Alıntı Metin:
Kafkasya’nın toprak ve tarih ile imtihanı
Kuzey Kafkasya bugünlerde yine çok hareketli. Daha Kabardeyler ve Balkarlar arasında yaşanan gerilim soğumamışken Çeçen ve İnguş meselesi patlak verdi. Her iki mesele birbirinden bağımsız olarak yorumlansa da olayların ana sebebinin “toprak” olduğunu görüyoruz. Kuzey Kafkasya’da “toprak” ve “kimlik” meselesinin oldukça önemli bir konu olduğu malum; fakat yüzyıllarca yan yana yaşayan Kafkas halklarının neden bugüne kadar sorunlarını kendi aralarında çözmeyi başaramadığı da ortaya atılan eleştiri konularından biri. Gerçekten öyle mi, yoksa Kuzey Kafkasya tarihten hiç ders almadı mı? Bunu sorgulamamız gerekiyor.
Kabardey-Balkar Cumhuriyeti’nde neler oldu
İlk patlak veren olay Kabardey-Balkar Cumhuriyeti’nde yaşandı. Balkarlar ile Kabardeyler, 300 sene önce Kırım Hanlığı ve Kabardeyler arasında yaşanan savaş yüzünden neredeyse etnik bir savaş başlatacaktı. Bu gerilim Türkiye’ye kadar uzandı ve zor da olsa yatıştırıldı. Olayın patlak verdiği günlerde Dünya Çerkes Birliği, Nalçik’te başkanlarını seçmekle meşguldü. Bu vahim olayların seçimlere denk gelmesi ise tesadüf mü yoksa planlı bir operasyon mu tam olarak anlaşılamadı; ancak kesin olan şey Kabardey/Adıge toplumunda zaten otoritesi düşük olan bu kurumun iyice puan kaybetmesi. DÇB’nin, Kabardeyli gençleri kontrol altına alamadığını hatta Kabardey gençlerinin, Kendelen köyünde Omon tarafından hırpalanırken büyüklerin orada bulunmadığını söyleyenler de yok değil. Gerçi halk üzerinde otorite sahibi liderler orada bulunuyorlardı; ancak hızla gelişen olaylarda pek etkili olamadılar. “Thamadelik Enstitüsü” tam olarak görevini yerine getiremedi ve olanlar oldu.

Malzeme:
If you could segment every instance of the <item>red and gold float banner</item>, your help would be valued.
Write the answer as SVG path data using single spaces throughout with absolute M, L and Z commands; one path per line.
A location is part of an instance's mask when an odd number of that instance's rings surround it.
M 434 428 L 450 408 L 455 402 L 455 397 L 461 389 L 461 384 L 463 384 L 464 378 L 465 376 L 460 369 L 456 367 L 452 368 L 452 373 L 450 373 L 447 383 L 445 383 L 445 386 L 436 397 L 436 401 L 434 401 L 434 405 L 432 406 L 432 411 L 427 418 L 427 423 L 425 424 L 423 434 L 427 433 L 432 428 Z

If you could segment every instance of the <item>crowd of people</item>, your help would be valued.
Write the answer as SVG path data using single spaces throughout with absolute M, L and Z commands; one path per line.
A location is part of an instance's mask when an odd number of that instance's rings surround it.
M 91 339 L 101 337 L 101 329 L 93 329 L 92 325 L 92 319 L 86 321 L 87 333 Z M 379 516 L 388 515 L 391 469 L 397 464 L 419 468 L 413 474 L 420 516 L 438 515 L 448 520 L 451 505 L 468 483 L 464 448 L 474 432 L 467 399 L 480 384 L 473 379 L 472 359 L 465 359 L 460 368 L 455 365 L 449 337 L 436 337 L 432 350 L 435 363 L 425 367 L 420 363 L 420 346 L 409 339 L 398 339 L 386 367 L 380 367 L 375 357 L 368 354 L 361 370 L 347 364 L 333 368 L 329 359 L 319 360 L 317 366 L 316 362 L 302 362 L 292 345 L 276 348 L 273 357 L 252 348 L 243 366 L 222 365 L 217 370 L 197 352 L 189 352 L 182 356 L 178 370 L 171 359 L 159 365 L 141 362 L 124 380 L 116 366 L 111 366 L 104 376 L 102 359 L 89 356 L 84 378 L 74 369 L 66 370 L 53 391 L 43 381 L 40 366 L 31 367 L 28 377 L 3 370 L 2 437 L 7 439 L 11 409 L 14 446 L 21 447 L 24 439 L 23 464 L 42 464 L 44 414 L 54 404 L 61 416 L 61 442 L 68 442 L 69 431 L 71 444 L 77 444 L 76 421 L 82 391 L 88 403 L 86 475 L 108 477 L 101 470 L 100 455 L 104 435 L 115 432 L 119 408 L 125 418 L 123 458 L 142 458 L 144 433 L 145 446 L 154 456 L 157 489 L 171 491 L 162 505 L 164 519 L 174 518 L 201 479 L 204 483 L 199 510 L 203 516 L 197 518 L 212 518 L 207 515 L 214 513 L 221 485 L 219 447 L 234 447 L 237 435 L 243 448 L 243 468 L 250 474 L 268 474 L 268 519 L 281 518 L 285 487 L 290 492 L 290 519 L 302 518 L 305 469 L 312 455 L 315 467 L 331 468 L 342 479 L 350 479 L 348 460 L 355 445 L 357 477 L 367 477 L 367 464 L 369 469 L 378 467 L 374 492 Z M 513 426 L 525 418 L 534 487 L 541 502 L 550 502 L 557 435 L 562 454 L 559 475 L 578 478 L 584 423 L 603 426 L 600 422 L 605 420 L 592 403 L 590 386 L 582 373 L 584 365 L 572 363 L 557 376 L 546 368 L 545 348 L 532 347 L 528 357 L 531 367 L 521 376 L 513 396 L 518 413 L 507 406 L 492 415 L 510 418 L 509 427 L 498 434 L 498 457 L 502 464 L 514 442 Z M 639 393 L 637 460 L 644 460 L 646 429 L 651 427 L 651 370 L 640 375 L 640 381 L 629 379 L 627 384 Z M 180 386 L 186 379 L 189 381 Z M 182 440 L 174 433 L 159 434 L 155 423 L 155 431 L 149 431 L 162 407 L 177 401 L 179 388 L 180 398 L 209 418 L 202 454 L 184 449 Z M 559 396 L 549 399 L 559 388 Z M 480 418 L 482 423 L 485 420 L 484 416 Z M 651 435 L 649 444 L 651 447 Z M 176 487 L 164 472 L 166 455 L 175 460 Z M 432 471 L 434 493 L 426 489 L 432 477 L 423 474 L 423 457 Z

Görev:
Aşağıdaki üç ifadenin yukarıdaki alıntı metinle uyuşup uyuşmadığını belirtin. Her biri için evet ya da hayır deyin ve metindeki belirleyici sözleri aynen aktarın.
1. Kabardeyler ile Balkarlar arasındaki gerilim Türkiye'ye kadar uzandı.
2. Olaylar patlak verdiğinde Dünya Çerkes Birliği başkanını Moskova'da seçmekle meşguldü.
3. Halk üzerinde otorite sahibi liderler olayların yaşandığı yerde bulunuyordu.

Alıştırma Sonucu:
1. Evet: "Bu gerilim Türkiye’ye kadar uzandı"
2. Hayır: "Dünya Çerkes Birliği, Nalçik’te başkanlarını seçmekle meşguldü"
3. Evet: "Gerçi halk üzerinde otorite sahibi liderler orada bulunuyorlardı"